◆ Assigned task:
Top to bottom, give the entries again exactly as written.

*** Data supplied ***

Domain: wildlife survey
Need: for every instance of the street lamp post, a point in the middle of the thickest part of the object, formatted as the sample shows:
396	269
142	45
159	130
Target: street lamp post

*** End of Data supplied ***

◆ Reply to the exercise:
Domain: wildlife survey
Need: for every instance of the street lamp post, a point in the middle of the thickest part of the object, formatted as the sample shows:
396	269
142	45
159	130
Target: street lamp post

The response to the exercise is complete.